- **WHAT THIS EXERCISE ASKS**:
[A] In the passage on the stator insert, what shape can the cross section of the shell-segment-shaped cover have?
[B] Reproduce the passage on the stator insert word for word between "Preferably, the insert abuts" and "is relatively robust.", inclusive.
[C] Write what follows the passage on the stator insert and its cover, picking up after its last sentence.

- **PASSAGE PROVIDED**:
○ ○ ○ ○ ○ ○ ○

Preferably, the insert abuts the inner ring and outer ring at least in sections. In other words, a direct mechanical contact is created between the insert and the two rings, in particular between the two rings and the lamination stack. Forming of the magnetic field is simplified in this way and there is no air gap or the like, by means of which the field lines of the magnetic field would be formed unsuitably. The position of the insert relative to the support structure is also stabilized due to the direct mechanical contact, so that the electrical machine is relatively robust.

The outer ring can have a cover, which is shaped as a shell segment and covers the insert in the radial direction, in particular over its entire axial length, at least in a direction relative to the outer ring. In particular, the cover covers the lamination stack. Preferably, the shell-segment-shaped cover extends in the axial direction. The insert is stabilized by the cover, so that robustness is increased. The cross section of the shell-segment-shaped cover in particular has the shape of a crescent or circular segment. Preferably, the insert, in particular the lamination stack, lies on the cover, which is formed curved radially outward. Expediently, the cover has a number of recesses/openings, which are aligned in particular with corresponding elements of the insert, such as the stator slot or the radially extending recess, provided these are present. Suitably, the stator comprises an electrical winding, preferably a number of electrical windings. In particular, the number of electrical windings is the same as the number of inserts.

○ ○ ○ ○ ○ ○ ○

- **MATERIAL PROVIDED**:
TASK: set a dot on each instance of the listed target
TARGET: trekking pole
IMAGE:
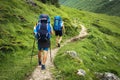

○ ○ ○ ○ ○ ○ ○

- **PER-TASK ANSWERS**:
[A] A crescent or a circular segment.

[B]
Preferably, the insert abuts the inner ring and outer ring at least in sections. In other words, a direct mechanical contact is created between the insert and the two rings, in particular between the two rings and the lamination stack. Forming of the magnetic field is simplified in this way and there is no air gap or the like, by means of which the field lines of the magnetic field would be formed unsuitably. The position of the insert relative to the support structure is also stabilized due to the direct mechanical contact, so that the electrical machine is relatively robust.

[C]
The electrical winding is preferably wrapped partially around the shell-segment-shaped cover in sections. In other words, the electrical winding abuts against the cover. Due to the rounding of the cover, damage to the electrical winding is substantially ruled out during production of the stator and during operation of the electrical machine. The electrical winding itself is produced, for example, from an enameled copper wire. Preferably, the electrical winding lies partially in the stator slot, if this is present. Suitably, two electrical windings are arranged at least partially within the stator slot.

Expediently, the stator has a number of similar inserts which are produced in particular as identical parts. In other words, the lamination stacks of the individual inserts do not differ. Preferably, the electrical machine comprises the same number of pole shoes as inserts. In this case, for example, one of the pole shoes is formed by each insert, or particularly preferably the halves, facing one another, of two adjacent inserts form at least partially one of the pole shoes. In other words, the pole shoes are bounded in the tangential direction in particular by the stator slots, if these are present. For example, each pole shoe is associated with one of the electrical windings, whereby the associated electrical winding lies at least partially in the stator slots bounding the particular pole shoe.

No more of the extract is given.